> [Given instruction]
Reproduce every item below word for word, leaving out the pictures.
##### Provided information #####
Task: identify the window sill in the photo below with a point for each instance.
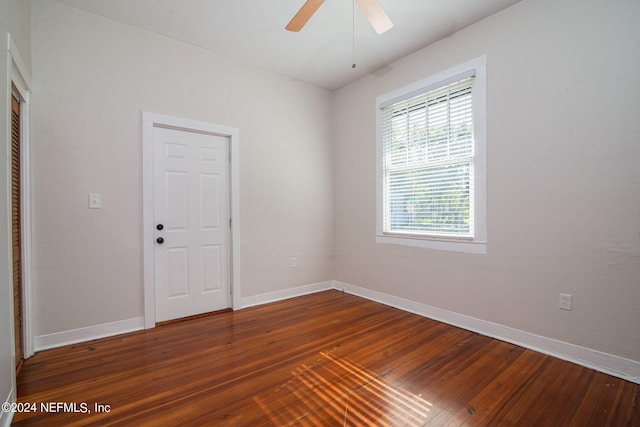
(464, 246)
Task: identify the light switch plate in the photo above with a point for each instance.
(95, 201)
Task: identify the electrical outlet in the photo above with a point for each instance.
(564, 302)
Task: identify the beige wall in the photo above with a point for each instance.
(563, 179)
(93, 78)
(563, 182)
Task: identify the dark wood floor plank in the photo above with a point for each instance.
(328, 359)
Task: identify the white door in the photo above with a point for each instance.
(191, 220)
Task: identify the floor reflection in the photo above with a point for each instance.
(336, 391)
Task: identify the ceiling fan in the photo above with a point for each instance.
(372, 9)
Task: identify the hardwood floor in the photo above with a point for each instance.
(328, 359)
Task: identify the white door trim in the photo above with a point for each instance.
(149, 121)
(20, 84)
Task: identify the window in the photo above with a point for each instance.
(431, 161)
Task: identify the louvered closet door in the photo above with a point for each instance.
(16, 236)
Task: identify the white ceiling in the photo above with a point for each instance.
(321, 54)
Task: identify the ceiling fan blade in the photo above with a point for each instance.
(304, 14)
(376, 15)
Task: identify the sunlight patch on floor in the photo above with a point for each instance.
(338, 390)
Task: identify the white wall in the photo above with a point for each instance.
(15, 19)
(92, 79)
(563, 178)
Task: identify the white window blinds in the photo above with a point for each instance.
(428, 149)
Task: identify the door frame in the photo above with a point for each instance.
(19, 84)
(149, 122)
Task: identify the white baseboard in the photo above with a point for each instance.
(609, 364)
(7, 417)
(286, 294)
(88, 333)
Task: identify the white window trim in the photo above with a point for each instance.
(479, 243)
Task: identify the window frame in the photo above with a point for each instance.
(478, 243)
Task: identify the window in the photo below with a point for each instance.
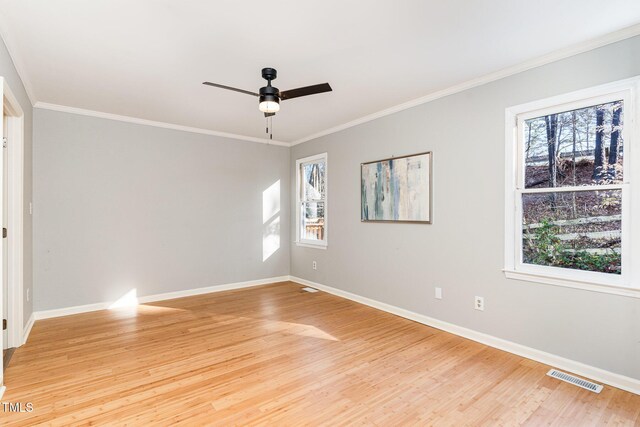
(569, 190)
(311, 197)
#####
> [Task result]
Task: identify the window sill in the photo below with a point for each instance.
(464, 246)
Task: identify the light switch plate in the photo above with a point for each instance.
(95, 201)
Task: identify the electrical outlet in the photo above with a point for each instance.
(564, 302)
Task: identify the beige wall in the photo above with a point for each instance.
(563, 179)
(93, 78)
(563, 182)
Task: identify the dark wood floor plank in the photo above with a point for each instance.
(328, 359)
Task: identify the white door in the photo above with a point for each instance.
(191, 220)
Task: identify the floor reflection in the photo above with a point for each instance.
(336, 391)
Task: identify the ceiling fan in the photo above with a point for each instance.
(372, 9)
Task: identify the hardwood floor in the photo above with a point for each instance.
(328, 359)
Task: identify the white door trim in the photo above with a point for each instance.
(149, 121)
(20, 84)
Task: identify the window in the photo above with a point for each instance.
(431, 161)
Task: identify the louvered closet door in the photo above with a point for each instance.
(16, 236)
Task: identify the white ceiling in the photo above with a point for each instance.
(321, 54)
Task: identify the ceiling fan blade in the photo above with a point for each instance.
(304, 14)
(376, 15)
Task: identify the sunlight patch on floor in the photo above with a point for each instance.
(338, 390)
Task: identify the white wall in the photo above with a point for each instance.
(15, 19)
(92, 79)
(563, 178)
Task: identify the white window blinds in the photo above with a point for each instance.
(428, 149)
Task: identify the door frame in the photo above with a point for each instance.
(19, 84)
(149, 122)
Task: identify the white baseboard in the photo above with a point for each instance.
(609, 364)
(7, 417)
(286, 294)
(88, 333)
Task: identify the white window trim in the photo above with a point for each instance.
(479, 243)
Task: identify the window frame in the photo above with a point for each instance.
(478, 243)
Task: identify the window in the photo below with a point for each instance.
(569, 190)
(311, 197)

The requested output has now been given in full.